— Work required —
Can you lay out every line of the data below as a JSON list of strings, one string per line, with blank lines skipped and the pictures left out?

┌─ Entries provided

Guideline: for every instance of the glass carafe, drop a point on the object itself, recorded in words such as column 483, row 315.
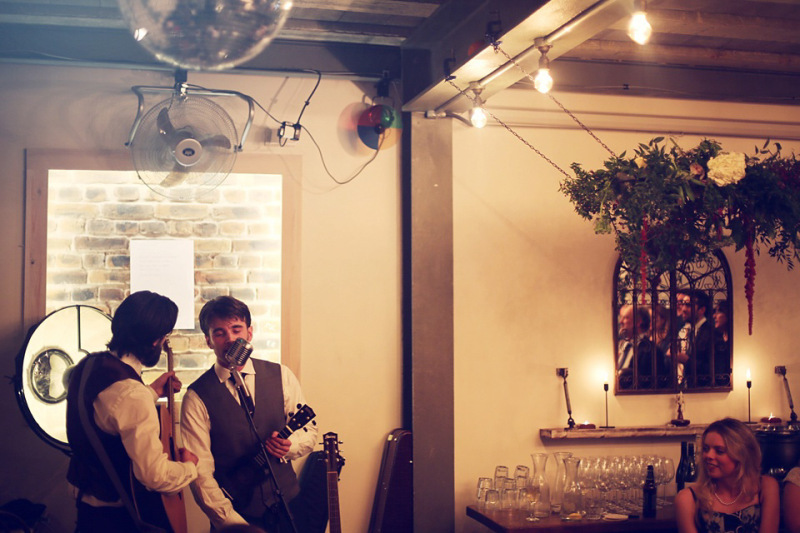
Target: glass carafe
column 561, row 478
column 539, row 487
column 572, row 498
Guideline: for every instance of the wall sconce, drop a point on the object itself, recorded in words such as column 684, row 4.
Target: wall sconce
column 543, row 80
column 639, row 29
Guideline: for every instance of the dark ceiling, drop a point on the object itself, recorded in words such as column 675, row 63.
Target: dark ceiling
column 740, row 50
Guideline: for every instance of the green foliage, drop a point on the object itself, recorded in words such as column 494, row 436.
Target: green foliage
column 662, row 202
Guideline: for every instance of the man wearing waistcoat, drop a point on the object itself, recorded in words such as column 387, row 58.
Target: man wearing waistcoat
column 231, row 488
column 120, row 410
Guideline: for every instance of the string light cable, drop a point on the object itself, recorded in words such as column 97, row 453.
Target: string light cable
column 497, row 49
column 510, row 130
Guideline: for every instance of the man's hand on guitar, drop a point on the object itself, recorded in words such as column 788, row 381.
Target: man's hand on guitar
column 277, row 446
column 160, row 384
column 186, row 456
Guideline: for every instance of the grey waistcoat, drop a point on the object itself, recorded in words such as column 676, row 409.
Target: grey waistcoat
column 234, row 446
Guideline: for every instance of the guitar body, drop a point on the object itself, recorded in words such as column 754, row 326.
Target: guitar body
column 331, row 445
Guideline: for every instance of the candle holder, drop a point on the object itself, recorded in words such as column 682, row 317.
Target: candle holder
column 781, row 370
column 605, row 388
column 563, row 373
column 749, row 386
column 679, row 420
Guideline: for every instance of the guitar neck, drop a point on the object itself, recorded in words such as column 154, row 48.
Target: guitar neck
column 331, row 445
column 333, row 503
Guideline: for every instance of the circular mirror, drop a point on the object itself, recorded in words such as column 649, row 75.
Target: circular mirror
column 52, row 347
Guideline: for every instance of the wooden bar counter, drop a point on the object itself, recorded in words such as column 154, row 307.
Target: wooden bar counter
column 514, row 522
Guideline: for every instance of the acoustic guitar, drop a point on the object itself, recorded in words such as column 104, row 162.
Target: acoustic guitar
column 330, row 444
column 174, row 504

└─

— Solution to the problem —
[
  "Guideline: for every instance of the glass carafe, drop a point on the object itself, recorded in words such as column 483, row 315.",
  "Target: glass carafe",
  "column 561, row 478",
  "column 539, row 487",
  "column 572, row 498",
  "Guideline: for every instance of the wall sconce, drop a point on the object itself, recorded in words such as column 684, row 4.",
  "Target: wall sconce",
  "column 543, row 80",
  "column 639, row 29",
  "Guideline: for every instance of the dark ceiling, drop a point on the object itself, recorded in words such as column 675, row 63.",
  "Target: dark ceiling",
  "column 740, row 50",
  "Guideline: for every instance of the green foliage, drop a point on the object itself, recorded in words such as column 494, row 436.",
  "Target: green foliage",
  "column 662, row 202",
  "Guideline: for every instance of the man wearing waistcoat, drop a point on the object itself, recorded in words such as column 387, row 58.",
  "Target: man wearing waistcoat",
  "column 231, row 488",
  "column 120, row 410",
  "Guideline: for every instance of the string light cable, drop a point on the object itself, recorded in words such as column 97, row 453.",
  "Target: string light cable",
  "column 497, row 49",
  "column 510, row 130",
  "Guideline: for every instance of the man's hand on guitar, drop a point on the object itself, recorded in words such as column 788, row 381.",
  "Target: man's hand on guitar",
  "column 277, row 446",
  "column 160, row 384",
  "column 186, row 456",
  "Guideline: for every instance of the grey waistcoat, drop a point on the object itself, recorded in words such as column 676, row 409.",
  "Target: grey waistcoat",
  "column 234, row 446",
  "Guideline: for every instance of the guitar body, drop a point on the object itself, recorded in words such as column 754, row 326.",
  "Target: guitar body",
  "column 331, row 445",
  "Guideline: for every instance of the candle holder, drop a point on the object itself, recorded in words such as column 682, row 317.",
  "Target: candle holder",
  "column 781, row 370",
  "column 605, row 388",
  "column 563, row 373",
  "column 749, row 386",
  "column 679, row 420",
  "Guideline: for every instance of the guitar neck, drop a point on the object itself, recorded in words such as column 154, row 48.",
  "Target: guitar neck",
  "column 331, row 445",
  "column 333, row 503",
  "Guideline: for every instance of the circular mirror, drop a point on the object itself, recorded in words such as column 649, row 75.",
  "Target: circular mirror",
  "column 52, row 347",
  "Guideline: for every instance of the wooden bar counter, drop a point on the object itself, recorded in words such as column 154, row 307.",
  "Target: wooden bar counter",
  "column 514, row 522",
  "Guideline: for every instance of the acoustic guitar, drop a point on the object itself, recorded in words such as column 104, row 162.",
  "Target: acoustic guitar",
  "column 330, row 444",
  "column 174, row 504"
]